**Records from a data source**
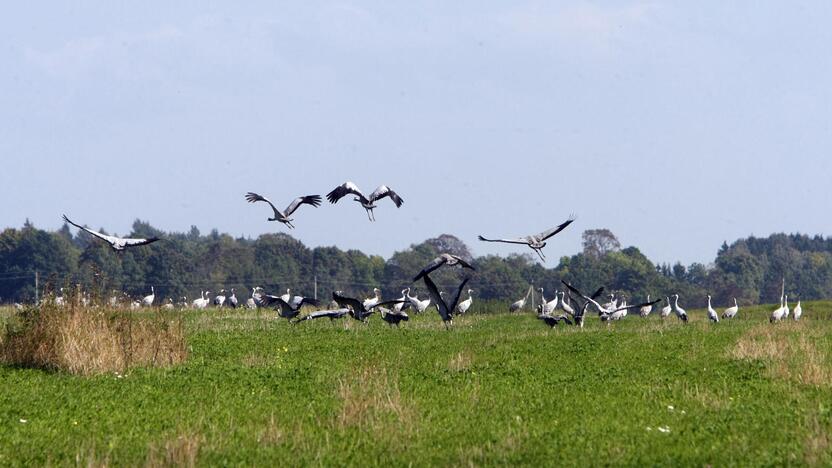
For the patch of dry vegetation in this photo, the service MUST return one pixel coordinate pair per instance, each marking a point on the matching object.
(91, 340)
(371, 400)
(793, 351)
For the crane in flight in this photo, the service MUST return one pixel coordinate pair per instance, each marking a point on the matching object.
(119, 244)
(284, 216)
(368, 203)
(535, 242)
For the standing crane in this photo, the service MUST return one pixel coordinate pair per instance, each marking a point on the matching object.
(463, 306)
(731, 312)
(517, 305)
(445, 309)
(712, 316)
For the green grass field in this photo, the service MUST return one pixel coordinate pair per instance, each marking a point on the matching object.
(496, 389)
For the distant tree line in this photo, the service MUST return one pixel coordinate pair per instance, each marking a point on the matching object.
(184, 264)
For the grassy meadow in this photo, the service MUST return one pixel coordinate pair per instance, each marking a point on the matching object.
(495, 389)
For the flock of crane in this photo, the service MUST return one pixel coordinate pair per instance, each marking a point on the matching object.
(574, 309)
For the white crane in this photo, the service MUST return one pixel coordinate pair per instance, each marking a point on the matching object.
(548, 306)
(393, 317)
(372, 301)
(367, 202)
(330, 314)
(284, 216)
(287, 310)
(147, 301)
(119, 244)
(780, 312)
(404, 301)
(419, 305)
(666, 310)
(606, 314)
(219, 299)
(445, 309)
(712, 316)
(517, 305)
(535, 242)
(294, 301)
(645, 311)
(613, 302)
(564, 304)
(731, 312)
(444, 259)
(550, 319)
(680, 312)
(463, 306)
(357, 308)
(256, 298)
(203, 300)
(232, 299)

**TASK STATEMENT**
The pictures stay out of the copy. Set down the entries above precisely.

**WRITTEN ANSWER**
For the patch of dry vegetation in this photo, the service MUST return one pixel coordinate pair per instance, each marking a point on the matching object.
(91, 340)
(371, 400)
(793, 351)
For the crane in flight in this photo, the service MUST return one pixel coordinate pair per instance, each marking a point on the matching object.
(119, 244)
(284, 216)
(368, 203)
(535, 242)
For the standing crane in this photo, the service MUST return one pixel coordinate pair per instance, each marking a point on the matching object.
(463, 306)
(731, 312)
(517, 305)
(445, 309)
(712, 316)
For the green grass field in this photo, the service MUST return one pixel coordinate pair per instance, each marking a point on the matching object.
(496, 389)
For the distant tree line in this photo, the service MUST return one pixel coordinate pair per instance, each marking a point on the matching object.
(184, 264)
For the grassy meadow in this photo, the service MUST return one pixel coordinate pair per instance, each marking a point on the matching object.
(495, 389)
For the flock of crane in this photo, the service MUST return one pixel coordinate pair per instance, each marking a point on the matching object.
(574, 309)
For the white crane in this photo, the service MUST return one pixel coordinate pair per instance, each marking a point on the matching object.
(548, 306)
(393, 317)
(372, 301)
(367, 202)
(330, 314)
(284, 216)
(287, 310)
(147, 301)
(119, 244)
(780, 312)
(404, 301)
(419, 305)
(666, 310)
(606, 314)
(219, 299)
(445, 309)
(712, 316)
(517, 305)
(535, 242)
(294, 301)
(645, 311)
(613, 302)
(564, 304)
(731, 312)
(444, 259)
(550, 319)
(680, 312)
(463, 306)
(357, 308)
(256, 298)
(203, 300)
(232, 299)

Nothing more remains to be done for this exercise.